- Brano estratto:
____________
La protesta femminista è delegittimata? Dal momento in cui c'è il riconoscimento dell'uguaglianza de lege il problema si sposta sul terreno dell'uguaglianza sociale, e si incontra con tutti gli altri determinati dall'inadempienza o incompetenza dello Stato nel rendere fattuali i diritti tutelati dalla Carta Costituzionale. Mettiamo caso che le Costituzioni di ogni Popolo siano una coperta: lo spazio che lasciano scoperto, quando si sovrappongono al "corpo" sociale, è quello in cui i diritti della Carta non vengono secolarizzati. Consideriamo i professori; quanti sono quelli che sono sullo scranno per merito (o soltanto per merito) e non (anche) per nepotismo? La Carta forse non tutela soltanto il merito?Oppure: quanti sono, uomini e donne, che hanno perso tutte le proprie sostanze perché la Repubblica non ha garantito il loro risparmio com'è scritto?
Ad summam, non è rispettato neppure il
principio fondamentale dell'uguaglianza sociale, dal momento in cui sussiste
una forte disparità tra chi possiede ingentissime sostanze e proprietà e chi
raminga qualche boccone alla Caritas, o fa il magazziniere sottopagato a nero
(e qui subentra anche l'oppressione psicologica propria di qualsiasi rapporto
di forza impari, tra banca e correntista/debitore/creditore, tra eccessivamente
danaroso ed eccessivamente indigente, tra proprietario apolide di una grande
multinazionale e l'operaio che lavora in una singola sede guadagnando 1/100
-forse - rispetto ai dividendi del primo).
Questi conflitti sociali generati
dall'applicazione parziale dei diritti garantiti sono concretati dall'alternarsi
nella posizione di potere di una frangia politica o dall'altra, e quindi
dall'interesse degli uni e da quello degli altri: sono quelle problematiche che
qualsiasi Stato affronta, certo in misure differenti, e senza le quali sarebbe
perfetto (e quindi irreale). Ben diverso sarebbe se l'uguaglianza di genere non
fosse garantita dalla legge, ovviamente.
Considero un tutt'uno la problematica di genere rispetto alla nebulosa delle problematiche comprese nella macro area della lotta per la giustizia sociale, in cui la inserisco a buon dritto in quanto essa ha tanto valore quanto ne ha, ad esempio, la rivendicazione della redistribuzione della ricchezza. Nei fatti, se esaminiamo, la differenza di genere, che ovviamente non si nega così come non si nega la differenza di ricchezza, si acuisce proprio laddove questa differenza è maggiore, fino a scomparire all'incirca quando essa non v'è più.
____________
- Materiale estratto:
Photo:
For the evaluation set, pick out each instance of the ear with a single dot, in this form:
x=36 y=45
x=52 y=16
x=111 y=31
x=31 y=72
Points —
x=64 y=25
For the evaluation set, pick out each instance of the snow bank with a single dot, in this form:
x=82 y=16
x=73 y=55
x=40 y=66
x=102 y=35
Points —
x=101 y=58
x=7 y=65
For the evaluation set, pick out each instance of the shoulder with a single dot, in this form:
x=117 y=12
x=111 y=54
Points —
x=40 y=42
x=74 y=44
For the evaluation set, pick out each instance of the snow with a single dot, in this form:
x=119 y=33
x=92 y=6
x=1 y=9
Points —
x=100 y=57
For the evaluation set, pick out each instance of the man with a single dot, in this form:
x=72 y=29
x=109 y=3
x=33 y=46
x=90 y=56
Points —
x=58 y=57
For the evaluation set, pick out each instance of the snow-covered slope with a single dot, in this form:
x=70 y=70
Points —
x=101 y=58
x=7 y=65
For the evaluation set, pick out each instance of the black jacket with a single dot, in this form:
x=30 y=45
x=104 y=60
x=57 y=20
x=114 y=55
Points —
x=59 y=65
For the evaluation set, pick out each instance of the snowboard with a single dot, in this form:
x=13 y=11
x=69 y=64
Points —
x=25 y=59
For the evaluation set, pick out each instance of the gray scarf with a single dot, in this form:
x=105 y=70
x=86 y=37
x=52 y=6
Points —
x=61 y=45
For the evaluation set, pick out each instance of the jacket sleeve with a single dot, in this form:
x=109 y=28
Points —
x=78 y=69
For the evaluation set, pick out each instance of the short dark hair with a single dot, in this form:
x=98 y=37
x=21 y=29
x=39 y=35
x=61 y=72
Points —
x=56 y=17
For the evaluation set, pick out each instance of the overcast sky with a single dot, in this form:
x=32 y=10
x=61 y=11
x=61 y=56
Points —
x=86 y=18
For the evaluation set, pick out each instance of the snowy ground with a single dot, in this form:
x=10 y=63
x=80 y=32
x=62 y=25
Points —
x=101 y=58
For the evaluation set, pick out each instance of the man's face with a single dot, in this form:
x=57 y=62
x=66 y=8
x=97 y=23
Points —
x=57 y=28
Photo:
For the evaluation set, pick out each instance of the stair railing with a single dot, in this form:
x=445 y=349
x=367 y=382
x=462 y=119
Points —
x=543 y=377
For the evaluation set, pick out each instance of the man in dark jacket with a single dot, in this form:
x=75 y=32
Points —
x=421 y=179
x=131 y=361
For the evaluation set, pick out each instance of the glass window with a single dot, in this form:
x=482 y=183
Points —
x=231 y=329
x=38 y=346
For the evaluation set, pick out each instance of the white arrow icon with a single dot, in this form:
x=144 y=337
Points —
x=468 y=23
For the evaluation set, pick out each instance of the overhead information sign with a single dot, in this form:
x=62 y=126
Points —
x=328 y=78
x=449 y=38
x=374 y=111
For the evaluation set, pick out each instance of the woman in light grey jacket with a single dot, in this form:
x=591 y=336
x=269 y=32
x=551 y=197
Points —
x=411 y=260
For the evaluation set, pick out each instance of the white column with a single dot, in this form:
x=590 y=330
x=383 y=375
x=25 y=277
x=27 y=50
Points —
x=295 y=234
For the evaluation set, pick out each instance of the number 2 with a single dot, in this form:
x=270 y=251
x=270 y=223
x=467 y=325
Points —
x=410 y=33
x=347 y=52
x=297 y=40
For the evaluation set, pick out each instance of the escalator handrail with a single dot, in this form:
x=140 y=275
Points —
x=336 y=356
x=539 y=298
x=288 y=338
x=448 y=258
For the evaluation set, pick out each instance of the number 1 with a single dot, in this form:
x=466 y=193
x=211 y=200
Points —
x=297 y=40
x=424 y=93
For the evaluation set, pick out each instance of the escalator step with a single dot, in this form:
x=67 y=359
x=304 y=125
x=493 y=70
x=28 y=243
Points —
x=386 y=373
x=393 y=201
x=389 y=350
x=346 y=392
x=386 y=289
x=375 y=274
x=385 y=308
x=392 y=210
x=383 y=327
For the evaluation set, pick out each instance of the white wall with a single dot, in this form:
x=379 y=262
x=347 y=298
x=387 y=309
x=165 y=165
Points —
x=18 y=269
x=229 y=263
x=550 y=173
____________
- Attività da svolgere:
**A)** Raccogli ogni riga dell'elenco in cui compare la stringa "jacket" e trascrivila.
**B)** Scrivi il seguito del brano sulla protesta femminista e l'uguaglianza sociale, cominciando subito dopo la sua ultima frase.

- Risultati attesi:
**A)**
For the evaluation set, pick out each instance of the black jacket with a single dot, in this form:
For the evaluation set, pick out each instance of the jacket sleeve with a single dot, in this form:
For the evaluation set, pick out each instance of the man in dark jacket with a single dot, in this form:
For the evaluation set, pick out each instance of the woman in light grey jacket with a single dot, in this form:

**B)**
Sarebbe quantomeno bislacco, infatti,
gridare alla radicale disparità di genere nel momento in cui, in Europa, la
nazione più potente è guidata da un buon decennio da una donna, così come a
capo della European Commission v’è una donna (certo, di sangue blu, ma cui
interest?); un discorso simile, in realtà, si potrebbe affrontare per tutto ciò
che nel moderno West viene chiamato “discriminazione”.
Accenderei un lume sull’attualissimo
(perché americano e perché mediaticissimo) problema del razzismo: gli Stati
Uniti, che hanno avuto recentissimamente ed in un momento di grandissima impasse
economica, un presidente nero, si possono considerare una nazione razzista?
Perché, dunque, le discriminazioni di genere e razza sono il malleus maleficarum con cui si fa una sorta di inquisizione ideologica quotidiana? Perché sono argomenti di così grande importanza mediatica? Perché, soprattutto, fanno leva sull’opinione pubblica, se sono, se non vuoti, almeno privati di buona parte del proprio inserto semantico? La risposta sarebbe molto complessa, e questa non può essere la sede per una discussione esauriente; mi sembra che, tuttavia, non possiamo fare a meno di riprendere il nostro argomento cardinale.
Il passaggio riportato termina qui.